Bernie Ecclestone has urged Jenson Button to secure the 2009 F1 drivers' title in style – even if that means blowing his chances of wrapping up the crown this weekend in Brazil.
Button goes into the Brazilian GP knowing that a podium finish would secure the crown, while Brawn GP team-mate and Red Bull's Sebastian Vettel will hope to keep their title hopes alive by outscoring the Briton at Interlagos.
Despite his stunning start to the season, which saw him win six of the first seven races, Button has failed to take to the top step of the podium since Turkey in June – and indeed has only secured on top-three finish since the Istanbul race.
That run of results have led to some people suggesting that Button is now simply stuttering towards the title, and Ecclestone said the ideal way for the Brawn driver to silence his critics would be to secure the title in style in Abu Dhabi – rather than by simply picking up a few points in Brazil.

-------

» **Task statement**: In the article on Button's title chase, swap "crown" for "championship" and write out the passage starting with "Bernie Ecclestone has" and going on through "the Istanbul race.".

-------

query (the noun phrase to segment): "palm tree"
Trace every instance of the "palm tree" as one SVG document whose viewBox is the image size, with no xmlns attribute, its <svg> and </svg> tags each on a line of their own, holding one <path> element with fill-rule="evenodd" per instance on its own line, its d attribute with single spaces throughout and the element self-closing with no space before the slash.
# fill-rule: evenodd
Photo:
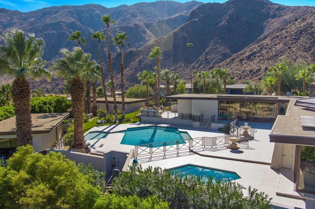
<svg viewBox="0 0 315 209">
<path fill-rule="evenodd" d="M 96 64 L 94 70 L 95 71 L 96 76 L 94 77 L 93 79 L 92 96 L 93 104 L 92 105 L 92 112 L 93 113 L 93 115 L 96 116 L 97 114 L 97 106 L 96 106 L 96 82 L 100 79 L 100 76 L 99 76 L 100 72 L 100 67 L 99 65 Z"/>
<path fill-rule="evenodd" d="M 0 45 L 0 74 L 14 76 L 12 96 L 16 114 L 16 137 L 18 146 L 32 144 L 31 88 L 27 77 L 44 76 L 50 73 L 43 68 L 41 56 L 45 43 L 33 34 L 13 29 L 4 34 L 6 45 Z"/>
<path fill-rule="evenodd" d="M 262 80 L 262 84 L 269 89 L 269 95 L 272 95 L 272 87 L 276 83 L 277 79 L 275 78 L 268 77 L 264 78 Z"/>
<path fill-rule="evenodd" d="M 109 88 L 110 89 L 110 97 L 114 97 L 114 95 L 115 94 L 115 92 L 114 92 L 114 89 L 113 89 L 113 83 L 111 80 L 109 80 L 106 83 L 106 86 Z"/>
<path fill-rule="evenodd" d="M 112 80 L 112 88 L 115 93 L 115 82 L 114 81 L 114 75 L 113 74 L 113 68 L 112 67 L 112 59 L 110 57 L 110 41 L 109 40 L 109 25 L 110 24 L 115 24 L 115 21 L 110 19 L 110 15 L 107 14 L 105 15 L 103 15 L 100 20 L 106 26 L 107 31 L 107 48 L 108 51 L 107 52 L 107 55 L 108 56 L 108 64 L 109 65 L 109 72 L 110 73 L 110 78 Z M 116 102 L 116 94 L 114 94 L 114 111 L 115 112 L 115 121 L 118 120 L 118 115 L 117 114 L 117 103 Z"/>
<path fill-rule="evenodd" d="M 78 42 L 78 44 L 79 45 L 79 47 L 81 47 L 80 43 L 82 42 L 83 44 L 85 45 L 87 44 L 85 41 L 85 38 L 80 38 L 81 37 L 81 32 L 78 31 L 74 31 L 70 35 L 69 38 L 68 38 L 68 41 L 76 41 Z"/>
<path fill-rule="evenodd" d="M 187 44 L 187 46 L 189 47 L 189 72 L 190 74 L 190 85 L 191 88 L 191 93 L 193 94 L 193 89 L 192 87 L 192 78 L 191 77 L 191 48 L 193 44 L 191 43 Z"/>
<path fill-rule="evenodd" d="M 209 76 L 212 78 L 216 78 L 216 85 L 217 89 L 218 89 L 218 92 L 220 92 L 220 86 L 219 85 L 219 78 L 220 77 L 220 75 L 221 74 L 222 70 L 220 69 L 219 68 L 216 68 L 213 69 L 213 71 L 211 71 L 209 72 Z"/>
<path fill-rule="evenodd" d="M 302 79 L 303 80 L 303 95 L 305 96 L 305 92 L 306 91 L 306 82 L 309 82 L 311 81 L 312 75 L 311 74 L 311 71 L 308 70 L 308 68 L 302 69 L 299 71 L 297 75 L 295 76 L 295 79 L 299 80 Z"/>
<path fill-rule="evenodd" d="M 161 72 L 161 79 L 166 82 L 167 96 L 169 96 L 169 84 L 172 79 L 173 74 L 172 71 L 167 69 L 162 71 Z"/>
<path fill-rule="evenodd" d="M 109 112 L 109 106 L 108 106 L 108 101 L 107 101 L 107 95 L 106 94 L 106 85 L 105 83 L 105 78 L 104 78 L 104 72 L 103 71 L 103 67 L 102 67 L 102 61 L 100 56 L 100 43 L 101 41 L 104 40 L 106 35 L 102 32 L 97 31 L 93 33 L 92 35 L 92 38 L 97 39 L 98 40 L 98 60 L 99 62 L 99 67 L 100 69 L 100 75 L 102 77 L 102 86 L 104 90 L 104 95 L 105 97 L 105 104 L 106 106 L 106 111 Z"/>
<path fill-rule="evenodd" d="M 91 54 L 86 53 L 79 47 L 72 51 L 66 49 L 60 51 L 63 57 L 57 60 L 53 68 L 57 69 L 57 75 L 71 80 L 70 92 L 71 97 L 72 112 L 74 121 L 75 149 L 79 152 L 84 151 L 83 134 L 83 114 L 84 113 L 84 82 L 83 78 L 87 72 Z"/>
<path fill-rule="evenodd" d="M 125 119 L 125 84 L 124 81 L 124 48 L 125 47 L 125 41 L 128 38 L 126 32 L 116 33 L 116 36 L 113 38 L 114 44 L 115 45 L 122 45 L 122 62 L 120 63 L 121 84 L 122 86 L 122 106 L 123 108 L 123 119 Z M 129 42 L 127 43 L 127 46 L 129 47 Z"/>
<path fill-rule="evenodd" d="M 157 72 L 158 73 L 158 88 L 156 89 L 156 100 L 157 103 L 157 106 L 158 107 L 160 106 L 159 103 L 159 86 L 160 85 L 161 77 L 160 75 L 160 57 L 162 55 L 162 52 L 159 49 L 159 47 L 155 47 L 154 49 L 152 49 L 151 52 L 149 54 L 149 58 L 151 59 L 154 59 L 157 58 Z"/>
<path fill-rule="evenodd" d="M 83 78 L 85 80 L 85 87 L 86 89 L 87 99 L 85 100 L 85 111 L 86 114 L 90 113 L 92 110 L 91 108 L 91 80 L 95 80 L 97 78 L 98 72 L 96 70 L 96 66 L 97 66 L 97 64 L 95 61 L 89 61 L 86 70 L 87 72 L 92 73 L 87 73 Z"/>
<path fill-rule="evenodd" d="M 203 93 L 206 93 L 206 79 L 209 78 L 209 73 L 207 71 L 202 71 L 197 74 L 197 77 L 203 80 Z"/>
<path fill-rule="evenodd" d="M 233 79 L 233 76 L 231 74 L 231 72 L 227 69 L 224 69 L 220 71 L 219 78 L 223 79 L 223 82 L 224 85 L 224 90 L 223 94 L 226 94 L 226 80 Z"/>
<path fill-rule="evenodd" d="M 177 94 L 177 85 L 181 82 L 179 75 L 178 73 L 173 74 L 173 76 L 171 78 L 171 82 L 174 86 L 174 95 Z"/>
<path fill-rule="evenodd" d="M 287 67 L 285 66 L 284 63 L 282 63 L 280 64 L 277 64 L 273 67 L 269 68 L 268 71 L 271 73 L 274 73 L 277 75 L 277 95 L 280 96 L 281 91 L 280 88 L 281 86 L 281 74 L 287 70 Z"/>
<path fill-rule="evenodd" d="M 138 74 L 138 79 L 141 81 L 145 82 L 147 87 L 147 106 L 149 106 L 149 82 L 152 78 L 152 71 L 149 72 L 147 70 L 142 71 Z"/>
<path fill-rule="evenodd" d="M 11 104 L 12 102 L 12 85 L 7 83 L 1 86 L 0 88 L 0 106 L 8 105 Z"/>
</svg>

-------

» **Exercise answer**:
Bernie Ecclestone has urged Jenson Button to secure the 2009 F1 drivers' title in style – even if that means blowing his chances of wrapping up the championship this weekend in Brazil.
Button goes into the Brazilian GP knowing that a podium finish would secure the championship, while Brawn GP team-mate and Red Bull's Sebastian Vettel will hope to keep their title hopes alive by outscoring the Briton at Interlagos.
Despite his stunning start to the season, which saw him win six of the first seven races, Button has failed to take to the top step of the podium since Turkey in June – and indeed has only secured on top-three finish since the Istanbul race.